[Start of section]
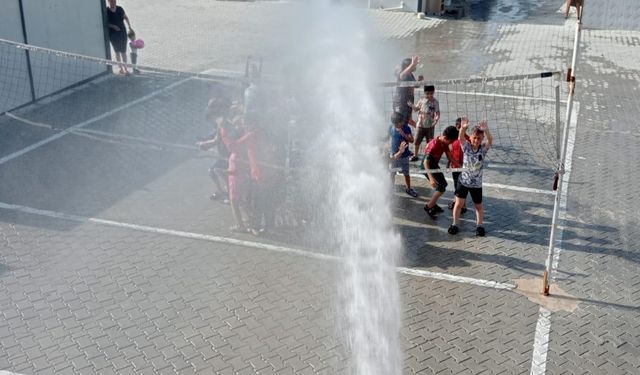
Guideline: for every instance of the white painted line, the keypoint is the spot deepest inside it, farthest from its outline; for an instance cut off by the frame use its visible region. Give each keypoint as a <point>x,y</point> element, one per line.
<point>81,132</point>
<point>89,121</point>
<point>457,279</point>
<point>550,100</point>
<point>251,244</point>
<point>138,139</point>
<point>28,122</point>
<point>541,342</point>
<point>499,186</point>
<point>543,327</point>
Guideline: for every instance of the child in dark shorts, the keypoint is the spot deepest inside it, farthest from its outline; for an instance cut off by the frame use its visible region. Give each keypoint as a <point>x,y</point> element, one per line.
<point>470,181</point>
<point>456,162</point>
<point>433,153</point>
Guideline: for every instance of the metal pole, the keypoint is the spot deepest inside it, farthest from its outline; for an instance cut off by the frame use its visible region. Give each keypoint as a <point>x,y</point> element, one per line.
<point>558,123</point>
<point>559,173</point>
<point>26,51</point>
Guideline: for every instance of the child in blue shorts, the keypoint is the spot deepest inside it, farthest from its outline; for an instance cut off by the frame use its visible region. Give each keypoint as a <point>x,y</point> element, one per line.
<point>400,133</point>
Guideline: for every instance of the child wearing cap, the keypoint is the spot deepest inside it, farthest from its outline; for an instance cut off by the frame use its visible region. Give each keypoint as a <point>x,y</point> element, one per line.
<point>470,182</point>
<point>428,109</point>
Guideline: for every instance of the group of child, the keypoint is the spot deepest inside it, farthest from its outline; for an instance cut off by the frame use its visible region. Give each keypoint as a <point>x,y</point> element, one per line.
<point>247,169</point>
<point>466,154</point>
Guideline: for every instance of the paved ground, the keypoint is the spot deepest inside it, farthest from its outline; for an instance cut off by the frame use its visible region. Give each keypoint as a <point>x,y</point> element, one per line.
<point>82,291</point>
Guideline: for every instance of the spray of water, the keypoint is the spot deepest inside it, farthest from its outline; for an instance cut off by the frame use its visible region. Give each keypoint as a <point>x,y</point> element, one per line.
<point>337,70</point>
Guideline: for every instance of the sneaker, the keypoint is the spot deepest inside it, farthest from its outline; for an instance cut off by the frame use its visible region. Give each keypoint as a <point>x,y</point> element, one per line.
<point>411,192</point>
<point>431,212</point>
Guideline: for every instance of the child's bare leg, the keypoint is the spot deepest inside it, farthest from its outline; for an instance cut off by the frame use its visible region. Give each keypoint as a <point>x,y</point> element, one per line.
<point>124,60</point>
<point>407,181</point>
<point>457,209</point>
<point>434,199</point>
<point>237,214</point>
<point>479,215</point>
<point>119,60</point>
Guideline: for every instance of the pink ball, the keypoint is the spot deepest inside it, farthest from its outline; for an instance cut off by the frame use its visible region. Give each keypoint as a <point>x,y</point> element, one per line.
<point>138,43</point>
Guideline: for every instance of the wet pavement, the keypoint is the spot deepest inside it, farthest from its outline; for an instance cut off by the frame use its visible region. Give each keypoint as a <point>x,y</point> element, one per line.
<point>128,268</point>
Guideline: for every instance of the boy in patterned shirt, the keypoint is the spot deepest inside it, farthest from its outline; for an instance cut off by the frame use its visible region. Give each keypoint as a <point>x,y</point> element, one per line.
<point>470,182</point>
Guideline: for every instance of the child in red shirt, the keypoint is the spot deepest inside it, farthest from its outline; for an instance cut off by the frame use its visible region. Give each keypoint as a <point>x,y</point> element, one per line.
<point>435,148</point>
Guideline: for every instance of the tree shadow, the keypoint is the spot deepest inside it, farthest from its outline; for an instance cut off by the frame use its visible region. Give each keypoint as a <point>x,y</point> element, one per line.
<point>4,269</point>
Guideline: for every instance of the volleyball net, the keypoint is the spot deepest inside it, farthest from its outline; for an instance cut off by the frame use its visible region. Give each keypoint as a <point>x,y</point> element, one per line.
<point>51,91</point>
[End of section]
## WHAT NEEDS TO BE DONE
Leaving the pictures out, set down all of the data again exactly.

## SOLVED PROBLEM
Guideline: for every instance of the white painted line, the keypoint is the spot deepest inside it, farthest from its outline; for an instance cut off by the frame use its visible region. Give each keypoint as a <point>x,y</point> element, one per line.
<point>81,132</point>
<point>89,121</point>
<point>457,279</point>
<point>550,100</point>
<point>251,244</point>
<point>138,139</point>
<point>28,122</point>
<point>541,342</point>
<point>499,186</point>
<point>543,327</point>
Guideline: for every instance of the child in dark shorts, the keypoint is the spot deepest inside it, farthest from its outline; for an instance cut off by the frame use its visible region. Give each keypoint as a <point>x,y</point> element, one per line.
<point>470,181</point>
<point>456,162</point>
<point>433,153</point>
Guideline: for every instance of the metal pole, the keypoint is the spot deepest inside it, farthest from its outline; for an instance cut off by the frame use its visible region. Give each keypoint as a <point>x,y</point> element, one per line.
<point>558,123</point>
<point>559,173</point>
<point>26,51</point>
Guideline: for every instance of the child in blue shorts, the keypoint is the spot deepest inside it, farthest from its outline; for an instance cut off by the frame use its visible region. Give each keypoint as a <point>x,y</point> element, one per line.
<point>400,133</point>
Guideline: for every instance of the child wearing cap, the keypoint is the spot deepest inside it, farthest from its outline; for an instance cut off by the frame use its visible region. Give each keypoint as a <point>x,y</point> element, one per line.
<point>470,182</point>
<point>428,109</point>
Guideline: for every instance of the group of child, the keypoint is the spot deepest inside it, farthest from its outline; for an instance cut off by the frame use its visible region. Give each keypoint as a <point>x,y</point> element, one per line.
<point>247,169</point>
<point>466,154</point>
Guideline: for every instance of the paved ground, the keypoint is the spot deepest inside it, farthest from its outline; for an instance cut off by the frame use its visible region. Give each keypoint as a <point>x,y</point> element, one per line.
<point>82,291</point>
Guideline: for every instance of the spray of water, the keypoint is the spot deepest inside it, farthest from its outline; for an instance cut off by the frame use its visible region. Give each keypoint as a <point>x,y</point> element, one per line.
<point>337,70</point>
Guideline: for every instance of the sneaker, the keypoint is the spot deepest inside it, farthest from its outline; for an instance cut off by the frame use its visible region. Give each keypoint as a <point>x,y</point> element, one per line.
<point>411,192</point>
<point>431,212</point>
Guideline: for every instance of the child's bare leg, the keypoint is the spot deepest inside it, farthest from its outline; for an instance cut off by the frame use its visible region. Give each keypoint as a <point>x,y</point> element, one per line.
<point>124,60</point>
<point>407,181</point>
<point>457,209</point>
<point>434,199</point>
<point>237,214</point>
<point>479,215</point>
<point>119,60</point>
Guideline: for every instance of the pink ball, the keypoint is the spot deepest inside it, farthest from its outline; for an instance cut off by the frame use its visible region. Give each keypoint as a <point>x,y</point> element, one per line.
<point>138,43</point>
Guideline: for every instance of the wet pavement, the keypoint is the spot deepest inside it, farthest from its outline; for an instance cut off by the frame use its visible region. Give each keypoint as a <point>x,y</point> element, one per line.
<point>128,268</point>
Guideline: for every instance of the boy in patterned shirt, the keypoint is the spot deepest inside it, farthest from its outline; for an instance cut off by the frame use its visible region. Give each keypoint as a <point>x,y</point> element, one per line.
<point>470,182</point>
Guideline: for every instance of the child in red shirt, the keypoint is the spot deepest inside it, farthest from its outline; for an instance cut off by the frame use its visible region. Give each keypoint as a <point>x,y</point> element, one per line.
<point>435,148</point>
Guideline: for every instance of the tree shadow, the keypoint is the spot deepest inside it, farthest from its outline; for an instance cut off by the frame use its visible region. Give each keypoint as a <point>x,y</point> element, one per line.
<point>4,269</point>
Guideline: for every instance of the volleyball net, the keypoint is the spot deepest inside it, farthest from its outline; for an instance cut off by the frame use its visible region. Give each keypoint as a <point>x,y</point> element, one per line.
<point>51,91</point>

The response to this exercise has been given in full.